:: WRITTEN PROBLEM ::
Reproduce all of the material below verbatim, line for line, and omit the pictures from your answer.

--- begin MATERIAL ---

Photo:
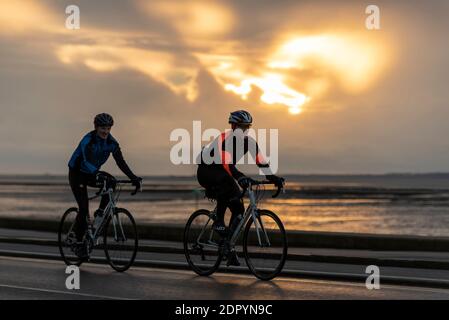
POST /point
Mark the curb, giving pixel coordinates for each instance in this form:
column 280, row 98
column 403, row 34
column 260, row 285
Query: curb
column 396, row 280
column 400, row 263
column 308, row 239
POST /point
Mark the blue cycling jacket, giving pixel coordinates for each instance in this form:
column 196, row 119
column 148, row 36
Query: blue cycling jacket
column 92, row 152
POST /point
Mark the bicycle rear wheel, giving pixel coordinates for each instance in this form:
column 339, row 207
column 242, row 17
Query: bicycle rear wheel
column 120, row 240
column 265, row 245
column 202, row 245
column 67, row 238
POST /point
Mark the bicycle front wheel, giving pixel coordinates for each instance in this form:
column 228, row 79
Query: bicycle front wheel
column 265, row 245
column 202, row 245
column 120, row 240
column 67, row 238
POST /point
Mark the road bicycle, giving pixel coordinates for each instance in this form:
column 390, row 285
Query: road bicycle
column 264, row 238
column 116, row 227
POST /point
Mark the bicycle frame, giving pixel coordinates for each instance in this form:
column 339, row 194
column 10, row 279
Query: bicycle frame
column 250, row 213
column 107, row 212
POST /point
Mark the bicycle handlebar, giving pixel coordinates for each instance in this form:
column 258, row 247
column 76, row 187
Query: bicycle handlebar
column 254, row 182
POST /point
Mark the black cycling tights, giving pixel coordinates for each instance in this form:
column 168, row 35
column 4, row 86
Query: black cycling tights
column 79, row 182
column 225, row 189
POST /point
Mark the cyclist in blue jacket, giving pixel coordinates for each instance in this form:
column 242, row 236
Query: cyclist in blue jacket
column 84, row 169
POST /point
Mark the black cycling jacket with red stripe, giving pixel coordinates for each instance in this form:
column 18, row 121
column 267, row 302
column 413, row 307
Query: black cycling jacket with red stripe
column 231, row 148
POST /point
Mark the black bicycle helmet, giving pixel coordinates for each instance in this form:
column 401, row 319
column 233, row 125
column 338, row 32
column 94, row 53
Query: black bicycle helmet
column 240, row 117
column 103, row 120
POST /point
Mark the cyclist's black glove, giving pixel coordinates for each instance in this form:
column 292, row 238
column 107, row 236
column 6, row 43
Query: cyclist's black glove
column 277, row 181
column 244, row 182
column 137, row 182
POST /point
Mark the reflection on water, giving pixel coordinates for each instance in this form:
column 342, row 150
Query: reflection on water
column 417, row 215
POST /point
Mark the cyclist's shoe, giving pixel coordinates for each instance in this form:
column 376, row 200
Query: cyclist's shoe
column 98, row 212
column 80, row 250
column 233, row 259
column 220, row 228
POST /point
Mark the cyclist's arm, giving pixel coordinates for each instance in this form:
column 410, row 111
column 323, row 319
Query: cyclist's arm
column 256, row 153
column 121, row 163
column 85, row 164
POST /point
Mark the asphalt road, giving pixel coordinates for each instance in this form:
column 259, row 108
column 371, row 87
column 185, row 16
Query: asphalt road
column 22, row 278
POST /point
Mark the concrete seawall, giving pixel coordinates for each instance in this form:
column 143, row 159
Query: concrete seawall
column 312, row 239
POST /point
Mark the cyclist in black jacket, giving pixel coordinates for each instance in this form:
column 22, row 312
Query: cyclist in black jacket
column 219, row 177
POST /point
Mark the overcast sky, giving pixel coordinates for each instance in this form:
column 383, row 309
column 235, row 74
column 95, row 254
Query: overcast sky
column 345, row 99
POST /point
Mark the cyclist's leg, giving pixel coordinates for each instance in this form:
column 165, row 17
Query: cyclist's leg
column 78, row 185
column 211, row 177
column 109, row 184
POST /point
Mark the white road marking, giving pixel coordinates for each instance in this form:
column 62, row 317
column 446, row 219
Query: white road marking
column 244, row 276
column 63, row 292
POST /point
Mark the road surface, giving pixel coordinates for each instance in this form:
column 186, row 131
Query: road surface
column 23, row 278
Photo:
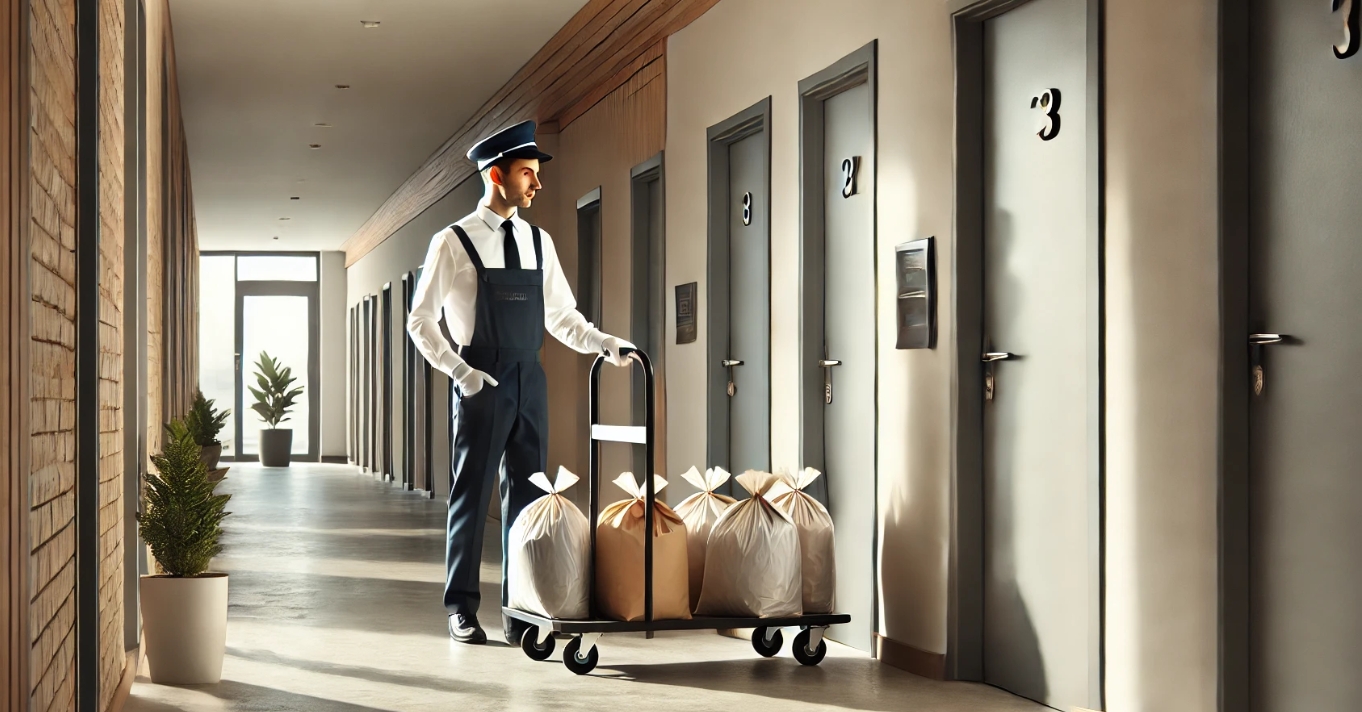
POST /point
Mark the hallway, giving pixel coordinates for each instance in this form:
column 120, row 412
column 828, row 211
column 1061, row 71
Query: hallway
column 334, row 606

--- end MATERIAL ---

:: ANSWER TO THE TASK ::
Photo:
POST /point
Mark the curb, giving pixel coordinates for each instance in this form:
column 280, row 98
column 403, row 34
column 260, row 285
Query: curb
column 396, row 280
column 400, row 263
column 308, row 239
POST /point
Mark the blue cycling jacket, giving pixel coordinates for each instance in this form:
column 196, row 119
column 148, row 36
Query: blue cycling jacket
column 92, row 152
POST /point
Mark the bicycle rear wheel, giving pixel coordinates for each instance in this form:
column 339, row 207
column 242, row 17
Query: bicycle rear wheel
column 120, row 240
column 265, row 245
column 202, row 245
column 67, row 238
POST /point
Mark the bicycle front wheel, giving pixel coordinates for each instance in this form:
column 228, row 79
Query: bicycle front wheel
column 265, row 245
column 202, row 245
column 120, row 240
column 67, row 238
POST /point
Mark the road bicycle, giving pixel coordinates for each instance in this form:
column 390, row 285
Query: road bicycle
column 264, row 238
column 116, row 227
POST /point
Mark the bicycle frame, giving pixel coordinates for each instance in this form:
column 339, row 194
column 10, row 279
Query: bicycle frame
column 250, row 213
column 107, row 212
POST /point
Mark the bicycle handlebar, giving pixel coordinates for each instance in this form:
column 258, row 247
column 76, row 187
Query: bicycle handlebar
column 254, row 182
POST /point
Mark the black cycling tights, giving pixel coordinates for each instance in this form:
column 168, row 35
column 4, row 86
Query: black cycling tights
column 79, row 182
column 225, row 189
POST /point
Mark the cyclist in blue jacket, giving pixel coordinates for each instance in this form:
column 242, row 236
Query: cyclist in blue jacket
column 84, row 169
POST /point
Mark the black cycling jacket with red stripe, giving pixel coordinates for each instance in this form:
column 18, row 121
column 267, row 302
column 413, row 307
Query: black cycling jacket with red stripe
column 231, row 148
POST /point
Mark the black bicycle helmet, giving pixel coordinates for each instance in this form:
column 401, row 319
column 233, row 125
column 338, row 32
column 94, row 53
Query: black bicycle helmet
column 240, row 117
column 103, row 120
POST /point
Mark the cyclist's black glove, giving pixel coordinates for each instance in this form:
column 292, row 238
column 107, row 236
column 6, row 43
Query: cyclist's black glove
column 277, row 181
column 244, row 182
column 137, row 182
POST /point
Mark the reflection on water, giving pixel coordinates for each instance in this form:
column 342, row 150
Query: reflection on water
column 417, row 215
POST /point
Mark the cyclist's shoe, giving pixel coordinates for each instance in this form:
column 376, row 200
Query: cyclist's shoe
column 98, row 212
column 80, row 250
column 233, row 259
column 220, row 228
POST /point
Mark the cyclist's arm, giving pixel coordinates for each instance in this form:
column 410, row 111
column 323, row 319
Query: cyclist's arm
column 256, row 153
column 121, row 163
column 85, row 164
POST /point
Mark the asphalt road, giving pixel coordinates for each instance in this form:
column 259, row 108
column 371, row 87
column 185, row 16
Query: asphalt road
column 22, row 278
POST /point
Mark the concrete seawall, giving pixel coordinates for each instance in this form:
column 143, row 159
Query: concrete seawall
column 312, row 239
POST /point
Mark the cyclist in black jacket, giving pixel coordinates for each instance in this form:
column 22, row 312
Query: cyclist in black jacket
column 219, row 177
POST /point
Mark the overcast sky, giving pixel coordinates for each instance in this form:
column 383, row 309
column 235, row 74
column 95, row 254
Query: overcast sky
column 345, row 99
POST /point
Mark the cyclist's leg, giving pixel coordinates for each instance in this form:
column 165, row 17
Query: cyclist's leg
column 78, row 185
column 211, row 177
column 109, row 184
POST /point
Mark the white road marking, giving pixel coordinates for each instance in this form:
column 62, row 317
column 446, row 219
Query: white road marking
column 244, row 276
column 63, row 292
POST /point
Mark the road surface, giving pixel coordinates for each instance in this form:
column 186, row 131
Query: road surface
column 23, row 278
Photo:
POST /point
Mark the hallway, giving pixel coordinates for each instance in this form:
column 120, row 412
column 828, row 211
column 1061, row 71
Query: hallway
column 334, row 606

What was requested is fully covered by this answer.